Directive:
Please swap "innermost point" for "central point" throughout the lines below, changing nothing else. Leave the pictures out of your answer.

Location identification entries:
* * * *
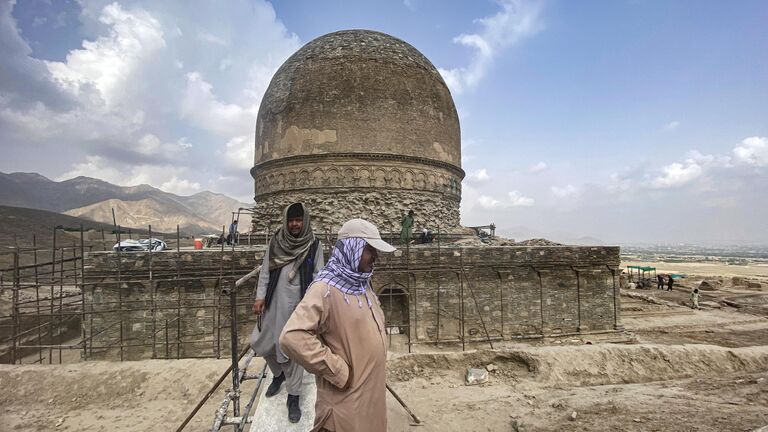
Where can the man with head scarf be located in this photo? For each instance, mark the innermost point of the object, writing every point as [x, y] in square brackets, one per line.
[337, 333]
[290, 263]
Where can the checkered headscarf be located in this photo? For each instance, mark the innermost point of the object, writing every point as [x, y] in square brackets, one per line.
[341, 271]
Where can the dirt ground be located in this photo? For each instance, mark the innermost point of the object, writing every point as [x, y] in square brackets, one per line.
[671, 369]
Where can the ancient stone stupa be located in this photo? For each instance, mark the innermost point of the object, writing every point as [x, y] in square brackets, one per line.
[358, 123]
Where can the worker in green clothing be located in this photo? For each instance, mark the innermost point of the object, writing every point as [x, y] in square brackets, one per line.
[407, 227]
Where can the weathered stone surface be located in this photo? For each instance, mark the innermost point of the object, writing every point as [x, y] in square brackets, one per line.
* * * *
Output for this task:
Where can the man with head scarf be located in this photo? For each instance, mark the central point of the object, writing every point as [x, y] in square brackets, one per line.
[337, 333]
[290, 263]
Where can the checkered headscarf be located in this photo? For each instance, mark the central point of the object, writing every point as [x, y] in square brackets, one per line.
[341, 271]
Where can the dirt ground be located in this photo? For each instance, mark the central point of the object, writing every point as [x, y] in square brackets, one per line.
[671, 369]
Where can the ancient stone stupa be located in this photo? For each instance, mark the central point of the object, writing every point as [x, y] in square brackets, one per line.
[358, 123]
Where can the worker in green clothing be located in this photo? For each instance, mark the central point of the object, writing every point as [x, y] in square brackets, one per line.
[407, 227]
Where can the weathered stone surface be located in this photo? For each instance, mark the central point of the object, writing every point as [x, y] in square brackets, one per line.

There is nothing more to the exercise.